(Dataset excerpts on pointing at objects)
↓
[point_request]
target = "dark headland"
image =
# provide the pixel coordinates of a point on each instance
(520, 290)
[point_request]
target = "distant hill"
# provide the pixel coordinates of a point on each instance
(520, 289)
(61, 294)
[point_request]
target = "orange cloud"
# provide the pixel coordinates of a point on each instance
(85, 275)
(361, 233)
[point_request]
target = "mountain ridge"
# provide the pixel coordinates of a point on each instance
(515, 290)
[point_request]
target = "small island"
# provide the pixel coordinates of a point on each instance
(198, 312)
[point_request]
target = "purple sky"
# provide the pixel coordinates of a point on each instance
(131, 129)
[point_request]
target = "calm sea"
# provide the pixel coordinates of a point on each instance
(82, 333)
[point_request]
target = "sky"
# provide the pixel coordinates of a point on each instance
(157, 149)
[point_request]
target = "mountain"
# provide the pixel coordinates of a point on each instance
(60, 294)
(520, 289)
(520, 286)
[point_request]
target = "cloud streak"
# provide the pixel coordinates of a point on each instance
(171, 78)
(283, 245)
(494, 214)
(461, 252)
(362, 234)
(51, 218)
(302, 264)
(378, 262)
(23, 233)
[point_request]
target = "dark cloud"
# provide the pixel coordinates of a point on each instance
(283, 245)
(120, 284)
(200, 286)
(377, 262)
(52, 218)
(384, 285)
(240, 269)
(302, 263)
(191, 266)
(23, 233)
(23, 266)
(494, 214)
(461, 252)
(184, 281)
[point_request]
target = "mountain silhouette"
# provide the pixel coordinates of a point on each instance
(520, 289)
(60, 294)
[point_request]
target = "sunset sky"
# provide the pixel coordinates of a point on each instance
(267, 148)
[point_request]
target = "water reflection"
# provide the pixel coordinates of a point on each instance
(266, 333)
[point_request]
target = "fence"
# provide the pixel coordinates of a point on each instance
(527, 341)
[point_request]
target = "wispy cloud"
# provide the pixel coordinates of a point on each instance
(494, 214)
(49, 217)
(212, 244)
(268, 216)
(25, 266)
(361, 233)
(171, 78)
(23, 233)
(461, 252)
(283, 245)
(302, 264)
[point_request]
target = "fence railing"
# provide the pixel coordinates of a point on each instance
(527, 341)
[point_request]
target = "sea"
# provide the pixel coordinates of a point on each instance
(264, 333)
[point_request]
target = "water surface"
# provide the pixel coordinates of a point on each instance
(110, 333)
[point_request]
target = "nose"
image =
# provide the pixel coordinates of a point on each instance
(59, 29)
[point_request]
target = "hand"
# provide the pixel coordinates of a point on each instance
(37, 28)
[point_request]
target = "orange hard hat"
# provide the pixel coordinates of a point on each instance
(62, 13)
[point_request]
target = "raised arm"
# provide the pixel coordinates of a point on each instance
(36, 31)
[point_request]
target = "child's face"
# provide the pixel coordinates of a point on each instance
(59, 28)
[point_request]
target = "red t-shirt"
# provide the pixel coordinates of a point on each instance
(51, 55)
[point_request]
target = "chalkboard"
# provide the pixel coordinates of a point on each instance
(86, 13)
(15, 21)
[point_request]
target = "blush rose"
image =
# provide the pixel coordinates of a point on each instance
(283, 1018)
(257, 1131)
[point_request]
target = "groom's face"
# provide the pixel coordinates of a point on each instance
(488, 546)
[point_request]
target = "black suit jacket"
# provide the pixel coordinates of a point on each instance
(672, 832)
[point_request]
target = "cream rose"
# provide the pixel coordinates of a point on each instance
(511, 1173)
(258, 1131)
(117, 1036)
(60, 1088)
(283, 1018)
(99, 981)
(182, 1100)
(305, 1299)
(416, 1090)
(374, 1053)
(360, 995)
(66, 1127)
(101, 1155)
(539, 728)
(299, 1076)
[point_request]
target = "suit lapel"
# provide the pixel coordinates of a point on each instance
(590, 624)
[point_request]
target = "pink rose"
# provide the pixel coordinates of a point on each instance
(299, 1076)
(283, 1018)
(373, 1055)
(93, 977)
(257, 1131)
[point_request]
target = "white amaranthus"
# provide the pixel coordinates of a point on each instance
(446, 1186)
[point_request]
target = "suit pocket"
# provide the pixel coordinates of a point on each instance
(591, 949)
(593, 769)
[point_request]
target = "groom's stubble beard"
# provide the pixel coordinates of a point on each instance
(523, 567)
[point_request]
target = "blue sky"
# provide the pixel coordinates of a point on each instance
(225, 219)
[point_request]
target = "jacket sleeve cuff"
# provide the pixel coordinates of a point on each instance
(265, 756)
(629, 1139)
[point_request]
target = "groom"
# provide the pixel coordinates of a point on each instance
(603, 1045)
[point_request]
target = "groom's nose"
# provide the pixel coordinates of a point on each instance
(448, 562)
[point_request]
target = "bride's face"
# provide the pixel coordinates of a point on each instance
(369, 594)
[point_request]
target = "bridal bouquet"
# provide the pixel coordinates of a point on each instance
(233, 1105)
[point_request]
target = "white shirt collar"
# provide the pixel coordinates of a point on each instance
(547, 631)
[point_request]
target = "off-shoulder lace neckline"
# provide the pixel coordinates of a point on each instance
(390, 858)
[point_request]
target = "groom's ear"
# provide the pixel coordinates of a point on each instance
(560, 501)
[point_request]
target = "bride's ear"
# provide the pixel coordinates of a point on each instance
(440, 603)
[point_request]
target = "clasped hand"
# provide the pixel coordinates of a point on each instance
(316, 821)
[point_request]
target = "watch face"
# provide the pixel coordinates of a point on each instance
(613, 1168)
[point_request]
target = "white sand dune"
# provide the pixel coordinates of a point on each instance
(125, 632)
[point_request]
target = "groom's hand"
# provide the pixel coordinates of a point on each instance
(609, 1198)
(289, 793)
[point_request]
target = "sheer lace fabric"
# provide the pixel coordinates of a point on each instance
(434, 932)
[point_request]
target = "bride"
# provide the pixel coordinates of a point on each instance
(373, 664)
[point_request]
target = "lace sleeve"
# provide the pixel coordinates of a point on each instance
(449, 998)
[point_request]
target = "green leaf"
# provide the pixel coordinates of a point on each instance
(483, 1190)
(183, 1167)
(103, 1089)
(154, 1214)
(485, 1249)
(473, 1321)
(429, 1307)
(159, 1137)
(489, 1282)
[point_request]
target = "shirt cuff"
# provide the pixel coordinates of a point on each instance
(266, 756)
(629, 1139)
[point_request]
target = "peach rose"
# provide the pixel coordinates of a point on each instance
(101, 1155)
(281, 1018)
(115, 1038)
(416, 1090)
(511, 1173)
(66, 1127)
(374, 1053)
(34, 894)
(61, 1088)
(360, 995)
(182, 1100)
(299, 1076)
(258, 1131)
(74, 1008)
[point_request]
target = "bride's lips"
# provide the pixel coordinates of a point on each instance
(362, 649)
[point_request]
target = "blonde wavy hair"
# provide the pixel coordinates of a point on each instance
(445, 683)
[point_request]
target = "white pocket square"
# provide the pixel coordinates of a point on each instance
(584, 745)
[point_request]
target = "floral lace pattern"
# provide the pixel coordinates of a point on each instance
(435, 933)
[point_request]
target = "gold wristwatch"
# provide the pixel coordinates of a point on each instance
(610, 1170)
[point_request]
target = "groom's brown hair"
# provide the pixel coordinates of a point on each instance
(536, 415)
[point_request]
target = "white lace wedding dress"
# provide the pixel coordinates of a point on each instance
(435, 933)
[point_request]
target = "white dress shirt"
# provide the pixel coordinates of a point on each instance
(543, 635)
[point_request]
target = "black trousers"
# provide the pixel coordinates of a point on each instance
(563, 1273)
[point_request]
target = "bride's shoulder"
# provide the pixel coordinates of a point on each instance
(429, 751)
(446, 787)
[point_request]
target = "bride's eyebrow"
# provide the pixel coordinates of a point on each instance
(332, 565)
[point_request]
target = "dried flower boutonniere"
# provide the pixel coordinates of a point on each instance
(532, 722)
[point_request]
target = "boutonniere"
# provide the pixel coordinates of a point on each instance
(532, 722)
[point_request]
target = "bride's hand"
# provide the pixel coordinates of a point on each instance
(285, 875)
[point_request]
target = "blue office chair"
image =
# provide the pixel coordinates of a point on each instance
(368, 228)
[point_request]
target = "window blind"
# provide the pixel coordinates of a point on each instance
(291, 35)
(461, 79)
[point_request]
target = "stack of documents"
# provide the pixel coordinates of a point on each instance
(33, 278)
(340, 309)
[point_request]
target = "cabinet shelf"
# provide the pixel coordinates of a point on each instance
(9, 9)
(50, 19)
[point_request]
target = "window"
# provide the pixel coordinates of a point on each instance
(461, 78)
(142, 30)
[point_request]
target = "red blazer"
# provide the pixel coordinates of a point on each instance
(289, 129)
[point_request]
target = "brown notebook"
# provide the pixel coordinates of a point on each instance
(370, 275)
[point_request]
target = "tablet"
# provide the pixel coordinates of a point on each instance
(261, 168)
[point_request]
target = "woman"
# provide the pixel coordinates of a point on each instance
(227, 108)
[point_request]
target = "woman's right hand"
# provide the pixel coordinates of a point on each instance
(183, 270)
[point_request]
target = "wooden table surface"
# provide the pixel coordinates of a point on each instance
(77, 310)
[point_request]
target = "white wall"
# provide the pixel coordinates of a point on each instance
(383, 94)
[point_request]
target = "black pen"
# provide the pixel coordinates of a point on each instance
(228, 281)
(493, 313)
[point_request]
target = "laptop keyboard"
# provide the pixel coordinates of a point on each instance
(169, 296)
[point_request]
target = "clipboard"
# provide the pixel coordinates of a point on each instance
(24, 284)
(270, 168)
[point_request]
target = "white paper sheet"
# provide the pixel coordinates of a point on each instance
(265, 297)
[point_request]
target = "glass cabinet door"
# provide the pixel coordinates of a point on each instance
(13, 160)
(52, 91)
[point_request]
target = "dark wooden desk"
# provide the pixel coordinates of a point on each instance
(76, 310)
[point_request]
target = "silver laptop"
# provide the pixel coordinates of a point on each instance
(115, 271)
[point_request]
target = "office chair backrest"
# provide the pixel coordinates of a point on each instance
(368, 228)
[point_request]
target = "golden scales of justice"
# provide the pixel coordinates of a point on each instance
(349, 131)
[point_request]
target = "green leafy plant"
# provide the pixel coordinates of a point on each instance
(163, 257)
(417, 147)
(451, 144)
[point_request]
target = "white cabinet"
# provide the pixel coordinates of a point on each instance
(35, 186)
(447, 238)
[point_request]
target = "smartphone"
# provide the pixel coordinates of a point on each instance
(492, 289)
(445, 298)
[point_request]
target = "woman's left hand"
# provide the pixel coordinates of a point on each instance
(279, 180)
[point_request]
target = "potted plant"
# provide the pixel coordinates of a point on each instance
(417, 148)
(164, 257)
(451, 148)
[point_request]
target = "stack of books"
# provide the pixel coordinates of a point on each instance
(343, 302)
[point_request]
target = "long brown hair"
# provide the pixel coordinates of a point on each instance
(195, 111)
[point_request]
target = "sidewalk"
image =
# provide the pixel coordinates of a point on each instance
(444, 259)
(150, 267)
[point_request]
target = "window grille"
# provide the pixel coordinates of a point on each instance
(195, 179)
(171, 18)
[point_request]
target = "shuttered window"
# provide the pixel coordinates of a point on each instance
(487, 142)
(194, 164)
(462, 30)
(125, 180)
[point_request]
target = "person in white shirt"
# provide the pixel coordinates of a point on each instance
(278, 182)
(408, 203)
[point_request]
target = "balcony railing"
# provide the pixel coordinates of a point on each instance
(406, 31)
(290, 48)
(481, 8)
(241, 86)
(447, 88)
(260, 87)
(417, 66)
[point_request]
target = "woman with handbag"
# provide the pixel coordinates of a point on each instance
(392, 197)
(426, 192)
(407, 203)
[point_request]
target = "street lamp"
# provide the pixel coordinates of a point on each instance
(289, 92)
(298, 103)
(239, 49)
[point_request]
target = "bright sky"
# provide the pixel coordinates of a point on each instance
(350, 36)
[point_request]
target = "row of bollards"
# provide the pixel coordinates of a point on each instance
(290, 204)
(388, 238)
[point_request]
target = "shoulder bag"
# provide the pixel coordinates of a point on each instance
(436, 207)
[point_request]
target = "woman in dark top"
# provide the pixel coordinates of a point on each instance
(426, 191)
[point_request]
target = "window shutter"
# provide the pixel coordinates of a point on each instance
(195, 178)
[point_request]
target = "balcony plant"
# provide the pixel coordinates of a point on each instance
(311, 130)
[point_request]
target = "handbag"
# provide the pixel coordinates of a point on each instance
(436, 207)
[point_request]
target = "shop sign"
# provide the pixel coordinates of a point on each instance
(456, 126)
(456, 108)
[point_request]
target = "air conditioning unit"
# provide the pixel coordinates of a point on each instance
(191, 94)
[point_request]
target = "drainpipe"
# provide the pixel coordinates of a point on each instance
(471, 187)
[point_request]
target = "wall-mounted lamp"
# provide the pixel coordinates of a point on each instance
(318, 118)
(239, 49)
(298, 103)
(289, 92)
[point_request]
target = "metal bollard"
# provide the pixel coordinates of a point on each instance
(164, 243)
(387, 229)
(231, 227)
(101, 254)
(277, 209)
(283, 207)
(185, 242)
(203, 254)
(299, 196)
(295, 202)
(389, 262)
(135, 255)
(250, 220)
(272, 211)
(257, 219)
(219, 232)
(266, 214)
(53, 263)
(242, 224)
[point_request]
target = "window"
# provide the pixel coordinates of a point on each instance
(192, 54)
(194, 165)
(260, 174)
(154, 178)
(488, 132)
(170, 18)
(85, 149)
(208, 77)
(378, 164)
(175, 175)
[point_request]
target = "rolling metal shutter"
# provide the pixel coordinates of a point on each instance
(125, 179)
↑
## Exercise task
How many lines of the records above contain the word "cuff"? Give only the number.

## Full answer
2